[[ DATASET, beginning ]]
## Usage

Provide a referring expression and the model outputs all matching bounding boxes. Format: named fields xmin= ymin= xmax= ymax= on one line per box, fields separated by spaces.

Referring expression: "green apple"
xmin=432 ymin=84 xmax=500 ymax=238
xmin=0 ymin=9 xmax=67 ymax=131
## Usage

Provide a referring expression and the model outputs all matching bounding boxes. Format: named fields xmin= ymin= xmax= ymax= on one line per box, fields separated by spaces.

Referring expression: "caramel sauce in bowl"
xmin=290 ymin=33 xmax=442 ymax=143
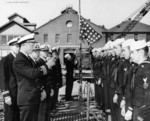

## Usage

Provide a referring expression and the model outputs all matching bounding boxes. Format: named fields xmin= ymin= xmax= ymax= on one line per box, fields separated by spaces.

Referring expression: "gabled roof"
xmin=35 ymin=14 xmax=64 ymax=31
xmin=61 ymin=7 xmax=78 ymax=14
xmin=35 ymin=7 xmax=78 ymax=31
xmin=8 ymin=13 xmax=29 ymax=23
xmin=35 ymin=8 xmax=107 ymax=34
xmin=0 ymin=20 xmax=33 ymax=33
xmin=108 ymin=21 xmax=150 ymax=32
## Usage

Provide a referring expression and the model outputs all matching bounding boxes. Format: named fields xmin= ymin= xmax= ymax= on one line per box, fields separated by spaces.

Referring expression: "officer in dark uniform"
xmin=29 ymin=43 xmax=48 ymax=102
xmin=13 ymin=34 xmax=56 ymax=121
xmin=51 ymin=47 xmax=62 ymax=109
xmin=37 ymin=44 xmax=54 ymax=121
xmin=0 ymin=37 xmax=20 ymax=121
xmin=64 ymin=53 xmax=78 ymax=101
xmin=125 ymin=40 xmax=150 ymax=121
xmin=29 ymin=43 xmax=41 ymax=64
[[ DATASET, end ]]
# WHAT YOU WILL DO
Excluding pictures, print all lines above exactly.

# REPLY
## Usage

Provide a referring expression and the model outputs all matching bounding boxes. Format: named fields xmin= ymin= xmax= ymax= on one line per box, fields separated by spaces.

Referring expression: "green apple"
xmin=432 ymin=84 xmax=500 ymax=238
xmin=0 ymin=9 xmax=67 ymax=131
## Usage

Provide a referring expression and the model outputs all matching bounding boxes. Format: named fields xmin= ymin= xmax= ymax= on one line per box, fields separated by spaces.

Referring expression: "caramel sauce in bowl"
xmin=290 ymin=33 xmax=442 ymax=143

## Usage

Provide a referring expression and the model outputs all matching bounding boxes. Format: named fields xmin= ymin= xmax= ymax= on one line per box, fields separated by spaces.

Referring expression: "gabled roof"
xmin=35 ymin=14 xmax=64 ymax=31
xmin=61 ymin=7 xmax=78 ymax=14
xmin=35 ymin=7 xmax=78 ymax=31
xmin=8 ymin=13 xmax=29 ymax=23
xmin=35 ymin=8 xmax=107 ymax=34
xmin=0 ymin=20 xmax=33 ymax=33
xmin=108 ymin=21 xmax=150 ymax=32
## Usage

Provide a referring expression and the model outputs all matching bounding boxes. Format: named fields xmin= ymin= xmax= ymax= on one line per box, fields separated by spaces.

Referring expression: "officer in dark uniform"
xmin=29 ymin=43 xmax=48 ymax=102
xmin=13 ymin=34 xmax=56 ymax=121
xmin=51 ymin=47 xmax=62 ymax=109
xmin=37 ymin=44 xmax=54 ymax=121
xmin=0 ymin=37 xmax=20 ymax=121
xmin=64 ymin=53 xmax=78 ymax=101
xmin=125 ymin=40 xmax=150 ymax=121
xmin=29 ymin=43 xmax=41 ymax=64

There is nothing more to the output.